- WRITTEN EXERCISE
Count the lines in the rows below that contain the string "post", treating uppercase and lowercase as distinct, and give only the number.

- GIVEN ENTRIES
************

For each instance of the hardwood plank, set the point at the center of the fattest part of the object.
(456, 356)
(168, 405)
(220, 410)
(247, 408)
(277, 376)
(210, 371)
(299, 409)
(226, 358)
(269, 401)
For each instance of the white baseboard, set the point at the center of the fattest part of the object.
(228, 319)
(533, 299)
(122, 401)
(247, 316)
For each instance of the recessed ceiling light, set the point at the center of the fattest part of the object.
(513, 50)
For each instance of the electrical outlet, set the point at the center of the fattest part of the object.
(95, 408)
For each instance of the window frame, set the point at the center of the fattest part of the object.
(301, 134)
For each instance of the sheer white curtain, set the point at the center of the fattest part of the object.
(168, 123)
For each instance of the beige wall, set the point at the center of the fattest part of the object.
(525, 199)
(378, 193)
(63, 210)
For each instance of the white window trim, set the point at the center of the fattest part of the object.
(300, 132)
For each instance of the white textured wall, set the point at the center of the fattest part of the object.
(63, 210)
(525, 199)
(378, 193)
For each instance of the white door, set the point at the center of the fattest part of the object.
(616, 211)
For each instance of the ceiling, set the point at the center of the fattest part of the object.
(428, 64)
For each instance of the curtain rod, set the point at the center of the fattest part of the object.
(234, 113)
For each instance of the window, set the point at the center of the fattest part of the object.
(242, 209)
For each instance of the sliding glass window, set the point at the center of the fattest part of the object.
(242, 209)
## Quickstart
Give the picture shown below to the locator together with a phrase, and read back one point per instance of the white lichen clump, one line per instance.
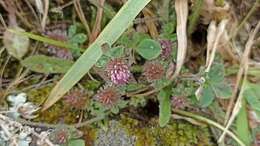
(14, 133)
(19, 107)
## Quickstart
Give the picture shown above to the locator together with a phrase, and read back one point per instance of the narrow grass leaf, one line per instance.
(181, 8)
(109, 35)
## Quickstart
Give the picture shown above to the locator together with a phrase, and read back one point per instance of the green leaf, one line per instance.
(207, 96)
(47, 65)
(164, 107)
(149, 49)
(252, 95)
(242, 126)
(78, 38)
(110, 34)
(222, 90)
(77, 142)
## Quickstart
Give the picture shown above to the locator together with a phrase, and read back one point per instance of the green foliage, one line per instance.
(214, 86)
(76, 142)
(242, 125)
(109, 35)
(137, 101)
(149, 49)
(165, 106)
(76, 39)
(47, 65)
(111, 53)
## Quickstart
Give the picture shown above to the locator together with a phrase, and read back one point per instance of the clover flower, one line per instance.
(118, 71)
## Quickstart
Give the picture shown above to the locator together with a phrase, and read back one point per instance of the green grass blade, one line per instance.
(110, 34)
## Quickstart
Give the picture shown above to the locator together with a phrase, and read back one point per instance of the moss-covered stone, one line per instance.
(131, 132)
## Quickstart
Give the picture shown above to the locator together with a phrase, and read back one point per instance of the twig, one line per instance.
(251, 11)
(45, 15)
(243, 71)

************

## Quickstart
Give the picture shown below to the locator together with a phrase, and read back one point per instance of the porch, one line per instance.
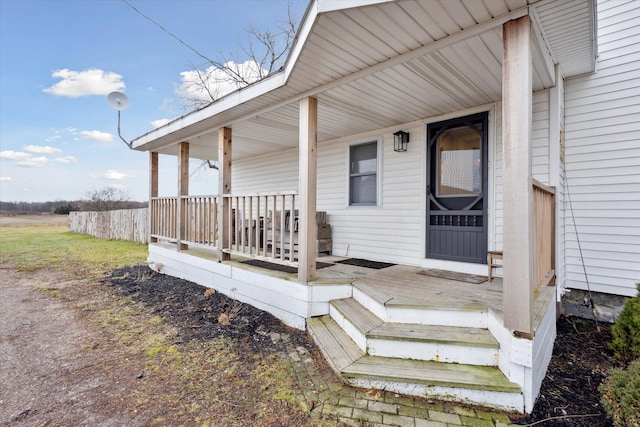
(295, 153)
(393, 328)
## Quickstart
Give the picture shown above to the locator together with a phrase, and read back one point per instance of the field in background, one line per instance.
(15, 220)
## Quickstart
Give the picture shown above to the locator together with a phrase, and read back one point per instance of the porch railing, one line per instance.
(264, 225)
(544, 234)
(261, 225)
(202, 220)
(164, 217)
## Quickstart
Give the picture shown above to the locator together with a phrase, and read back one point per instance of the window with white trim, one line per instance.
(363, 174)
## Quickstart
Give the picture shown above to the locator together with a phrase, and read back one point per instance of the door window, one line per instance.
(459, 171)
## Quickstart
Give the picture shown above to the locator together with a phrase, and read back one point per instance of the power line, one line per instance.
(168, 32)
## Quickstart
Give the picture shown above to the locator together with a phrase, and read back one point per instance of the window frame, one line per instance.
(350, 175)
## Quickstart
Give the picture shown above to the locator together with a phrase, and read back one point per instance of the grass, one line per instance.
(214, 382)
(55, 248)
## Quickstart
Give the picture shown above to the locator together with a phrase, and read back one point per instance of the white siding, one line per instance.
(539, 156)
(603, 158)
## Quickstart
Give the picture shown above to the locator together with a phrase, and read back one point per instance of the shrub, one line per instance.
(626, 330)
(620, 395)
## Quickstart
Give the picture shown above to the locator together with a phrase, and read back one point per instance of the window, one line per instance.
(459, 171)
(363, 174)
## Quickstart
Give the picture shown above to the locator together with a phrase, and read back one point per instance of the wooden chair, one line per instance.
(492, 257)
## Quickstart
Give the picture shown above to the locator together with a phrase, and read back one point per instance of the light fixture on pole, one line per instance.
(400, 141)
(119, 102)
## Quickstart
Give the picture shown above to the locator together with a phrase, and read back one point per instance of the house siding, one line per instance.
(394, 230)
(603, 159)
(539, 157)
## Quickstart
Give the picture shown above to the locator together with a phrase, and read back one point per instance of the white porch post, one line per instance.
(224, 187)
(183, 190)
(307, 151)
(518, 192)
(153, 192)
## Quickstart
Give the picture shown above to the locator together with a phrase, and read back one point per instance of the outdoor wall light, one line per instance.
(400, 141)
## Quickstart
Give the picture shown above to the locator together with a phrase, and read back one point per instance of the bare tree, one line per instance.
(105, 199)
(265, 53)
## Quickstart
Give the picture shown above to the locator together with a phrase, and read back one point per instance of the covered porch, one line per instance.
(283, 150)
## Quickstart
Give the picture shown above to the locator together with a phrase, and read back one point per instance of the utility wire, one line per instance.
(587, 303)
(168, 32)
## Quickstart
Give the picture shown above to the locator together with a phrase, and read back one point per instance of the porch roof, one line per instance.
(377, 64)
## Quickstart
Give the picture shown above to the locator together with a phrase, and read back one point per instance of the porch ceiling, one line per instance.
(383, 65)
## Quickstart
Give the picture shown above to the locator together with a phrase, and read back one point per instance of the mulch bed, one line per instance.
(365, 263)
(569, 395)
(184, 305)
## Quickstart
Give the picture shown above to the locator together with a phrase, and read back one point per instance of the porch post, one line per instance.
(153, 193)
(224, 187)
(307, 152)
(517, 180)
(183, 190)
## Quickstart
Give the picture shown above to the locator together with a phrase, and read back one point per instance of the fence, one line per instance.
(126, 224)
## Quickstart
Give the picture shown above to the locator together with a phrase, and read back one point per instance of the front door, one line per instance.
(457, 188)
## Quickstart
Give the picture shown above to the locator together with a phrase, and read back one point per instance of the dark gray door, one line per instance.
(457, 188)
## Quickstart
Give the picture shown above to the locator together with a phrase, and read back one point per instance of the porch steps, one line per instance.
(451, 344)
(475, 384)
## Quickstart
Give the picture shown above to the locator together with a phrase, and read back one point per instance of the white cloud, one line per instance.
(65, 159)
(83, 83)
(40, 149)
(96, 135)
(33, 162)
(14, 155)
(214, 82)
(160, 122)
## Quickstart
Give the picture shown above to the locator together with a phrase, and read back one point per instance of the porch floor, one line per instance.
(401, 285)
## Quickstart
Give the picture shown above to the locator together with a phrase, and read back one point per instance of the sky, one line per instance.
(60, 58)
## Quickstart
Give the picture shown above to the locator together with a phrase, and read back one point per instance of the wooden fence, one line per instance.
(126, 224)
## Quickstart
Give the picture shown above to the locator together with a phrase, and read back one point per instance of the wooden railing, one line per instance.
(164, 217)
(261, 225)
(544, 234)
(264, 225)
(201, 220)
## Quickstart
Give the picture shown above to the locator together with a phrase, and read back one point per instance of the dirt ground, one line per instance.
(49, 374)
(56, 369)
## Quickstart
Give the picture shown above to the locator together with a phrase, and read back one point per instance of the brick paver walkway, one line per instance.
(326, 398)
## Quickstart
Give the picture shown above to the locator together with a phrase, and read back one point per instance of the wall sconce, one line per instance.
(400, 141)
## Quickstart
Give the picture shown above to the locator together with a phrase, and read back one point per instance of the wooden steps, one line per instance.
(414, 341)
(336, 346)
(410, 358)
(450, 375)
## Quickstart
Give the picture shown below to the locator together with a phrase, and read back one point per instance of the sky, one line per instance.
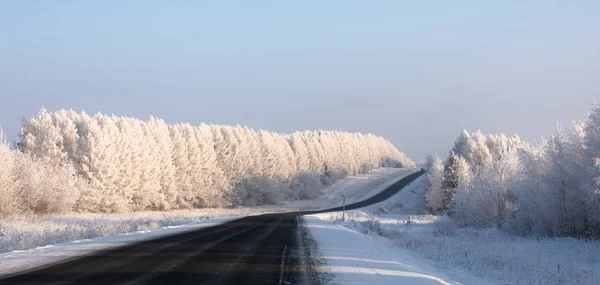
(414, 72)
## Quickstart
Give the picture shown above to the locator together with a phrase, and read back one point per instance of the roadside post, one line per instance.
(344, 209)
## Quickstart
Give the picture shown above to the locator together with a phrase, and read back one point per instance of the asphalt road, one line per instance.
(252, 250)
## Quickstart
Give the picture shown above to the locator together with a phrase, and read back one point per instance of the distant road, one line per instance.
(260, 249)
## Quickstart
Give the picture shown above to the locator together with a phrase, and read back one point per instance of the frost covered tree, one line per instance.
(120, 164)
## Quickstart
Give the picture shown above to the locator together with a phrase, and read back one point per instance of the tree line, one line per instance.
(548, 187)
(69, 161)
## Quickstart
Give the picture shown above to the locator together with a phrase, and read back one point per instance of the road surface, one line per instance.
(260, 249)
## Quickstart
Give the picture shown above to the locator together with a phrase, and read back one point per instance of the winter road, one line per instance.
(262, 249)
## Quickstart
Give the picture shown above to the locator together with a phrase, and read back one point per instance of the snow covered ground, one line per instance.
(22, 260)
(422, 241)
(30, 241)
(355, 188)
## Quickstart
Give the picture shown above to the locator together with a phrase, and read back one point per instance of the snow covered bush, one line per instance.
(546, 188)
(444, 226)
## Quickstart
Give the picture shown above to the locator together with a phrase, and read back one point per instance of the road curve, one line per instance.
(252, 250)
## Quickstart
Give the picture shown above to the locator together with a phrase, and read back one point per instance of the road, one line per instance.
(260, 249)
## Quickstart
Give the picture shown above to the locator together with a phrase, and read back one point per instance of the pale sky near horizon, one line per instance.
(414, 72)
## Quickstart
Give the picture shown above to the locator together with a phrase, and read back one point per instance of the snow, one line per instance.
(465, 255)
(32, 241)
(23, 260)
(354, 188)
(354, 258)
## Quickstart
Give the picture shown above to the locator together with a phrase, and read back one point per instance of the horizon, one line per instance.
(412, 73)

************

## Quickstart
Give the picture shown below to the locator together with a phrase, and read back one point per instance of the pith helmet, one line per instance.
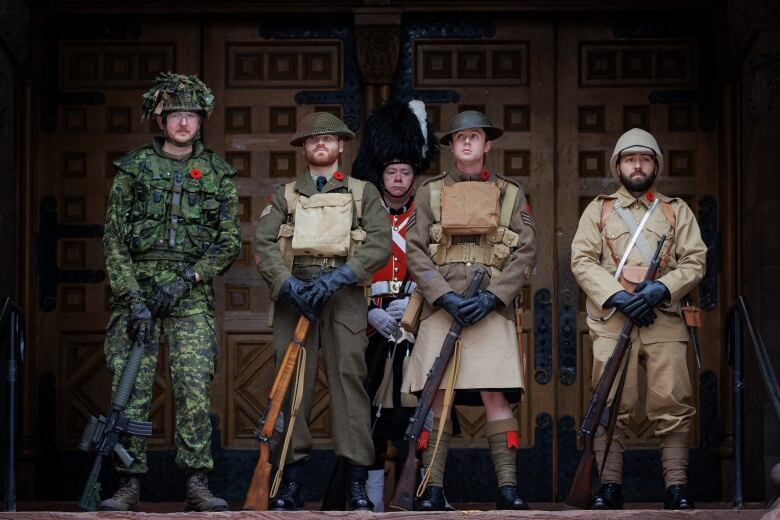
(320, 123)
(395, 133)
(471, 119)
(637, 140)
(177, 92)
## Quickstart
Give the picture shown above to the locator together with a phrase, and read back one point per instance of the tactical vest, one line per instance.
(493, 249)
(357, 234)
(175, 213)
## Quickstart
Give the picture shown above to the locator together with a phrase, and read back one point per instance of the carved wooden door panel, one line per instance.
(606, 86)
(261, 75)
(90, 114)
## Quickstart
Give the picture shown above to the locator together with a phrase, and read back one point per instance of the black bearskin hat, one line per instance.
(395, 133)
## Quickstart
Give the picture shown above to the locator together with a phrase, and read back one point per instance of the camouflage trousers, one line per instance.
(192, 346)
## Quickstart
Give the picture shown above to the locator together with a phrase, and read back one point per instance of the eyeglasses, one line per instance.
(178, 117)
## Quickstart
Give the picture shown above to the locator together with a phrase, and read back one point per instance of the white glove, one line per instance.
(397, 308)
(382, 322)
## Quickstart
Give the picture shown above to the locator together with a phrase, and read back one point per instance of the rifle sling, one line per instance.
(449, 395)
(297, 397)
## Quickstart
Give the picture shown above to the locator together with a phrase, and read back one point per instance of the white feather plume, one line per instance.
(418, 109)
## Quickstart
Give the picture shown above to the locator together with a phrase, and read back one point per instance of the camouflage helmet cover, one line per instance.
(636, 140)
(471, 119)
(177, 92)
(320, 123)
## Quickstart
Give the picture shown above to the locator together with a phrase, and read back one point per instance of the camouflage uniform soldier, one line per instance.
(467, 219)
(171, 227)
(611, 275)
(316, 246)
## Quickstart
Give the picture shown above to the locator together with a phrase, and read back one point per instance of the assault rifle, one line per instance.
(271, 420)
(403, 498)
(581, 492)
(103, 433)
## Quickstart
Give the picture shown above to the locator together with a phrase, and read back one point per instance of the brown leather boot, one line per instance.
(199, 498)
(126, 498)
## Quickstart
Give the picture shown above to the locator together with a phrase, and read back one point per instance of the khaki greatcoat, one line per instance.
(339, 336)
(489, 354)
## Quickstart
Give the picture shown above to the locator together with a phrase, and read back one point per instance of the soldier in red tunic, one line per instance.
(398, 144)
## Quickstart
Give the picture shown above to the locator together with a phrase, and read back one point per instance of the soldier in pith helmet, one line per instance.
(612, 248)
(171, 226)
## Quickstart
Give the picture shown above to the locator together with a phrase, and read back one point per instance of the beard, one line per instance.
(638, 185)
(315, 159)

************

- EXERCISE ANSWER
3